# Text
# Jurovski Symphonic Pictures "Russian Painters"



## sdtom (Jul 7, 2014)

I just received a digital file of this new work from CPO. I'm looking for opinions on this composer as well as the overture. For me the jury is still out on this one. 
Tom


----------



## maestro267 (Jul 25, 2009)

Is this the same Vladimir Jurov(w)ski as he who conducts the London Philharmonic?


----------



## elgar's ghost (Aug 8, 2010)

The composer here was his grandfather. Vladimir the Younger's father is Mikhail Jurowski, who is currently incumbent at Cologne (as principal director with the WDR SO).


----------



## sdtom (Jul 7, 2014)

It's possible but I have no other recordings of him. His son Michail conducts the orchestra.
He lived from 1915-1972.
Tom


----------



## EDaddy (Nov 16, 2013)

Can't say that I've heard this one. Does "Russian Painters" mean it's music by various Russian composers? Or is that the actual name of a work of music?


----------



## sdtom (Jul 7, 2014)

It was composed after a 1956 grand showing in St. Petersburg of Russian paintings, like something Moussorgsky did on the piano for Pictures at an Exhibition. To answer the question all of the works were composed by Jurovski or Jurowski. Two more listens has produced much better feelings about this 29 minute work. It is available as a download or CD purchase from Naxos.

# Given exercise 1
In the thread on Jurovski's "Russian Painters," what event led to the work being composed?
# Given exercise 2
Pick up the thread on Jurovski's "Russian Painters" right after its final sentence and keep writing.
The material that follows comes from a separate source.

# Supplied entries
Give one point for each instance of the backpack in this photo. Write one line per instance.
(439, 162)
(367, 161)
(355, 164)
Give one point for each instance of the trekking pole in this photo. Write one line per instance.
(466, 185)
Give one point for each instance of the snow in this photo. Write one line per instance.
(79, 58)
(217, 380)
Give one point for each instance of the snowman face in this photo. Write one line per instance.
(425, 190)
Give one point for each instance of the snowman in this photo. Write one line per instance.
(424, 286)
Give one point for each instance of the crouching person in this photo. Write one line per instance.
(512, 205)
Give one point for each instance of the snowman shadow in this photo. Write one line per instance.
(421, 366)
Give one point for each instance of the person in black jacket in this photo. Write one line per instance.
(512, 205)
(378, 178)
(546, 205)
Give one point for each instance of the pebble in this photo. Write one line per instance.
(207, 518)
...
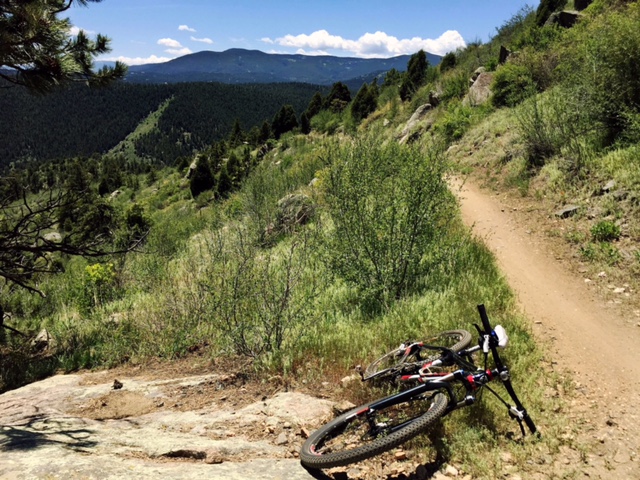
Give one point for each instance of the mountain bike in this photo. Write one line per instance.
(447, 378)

# Task response 1
A grand showing of Russian paintings in St. Petersburg in 1956.

# Task response 2
----------



## Bulldog (Nov 21, 2013)

I find the music promising and would need a few more hearings before reaching a conclusion.

I was surprised that works written well into the 1900's would be so strongly late-romantic.


----------



## sdtom (Jul 7, 2014)

I'm glad that someone else has listened to this CD. I've gone past the promising stage and have now included it in a playlist CD with other like compositions e.g. Devil and Daniel Webster Suite. I sent you a pm and perhaps we can talk more about this. The jury is still out for me on the Symphony (4 or 5). CPO didn't write the best notes or whoever put it together. At first I was confused with Jurovski (cover), liner notes Jurowski and the father son grandson.


----------



## maestro267 (Jul 25, 2009)

elgars ghost said:


> The composer here was his grandfather. Vladimir the Younger's father is Mikhail Jurowski, who is currently incumbent at Cologne (as principal director with the WDR SO).


Well there you go! There's something new to me. Clearly runs in the family then!


----------



## sdtom (Jul 7, 2014)

I'm curious as to why this work (s) took so long to come out.


----------



## sdtom (Jul 7, 2014)

I'll give it a try this way as faras the discussion is concerned. Now that you've had a chance to listen to it a little more what do you think? Have you looked at the pictures while listening to the work. I seem to feel that this is a undiscovered gem that needs to get some air time.


----------



## sdtom (Jul 7, 2014)

Definitely my recording of the month in spite of how much I enjoy the new Raff from Sterling.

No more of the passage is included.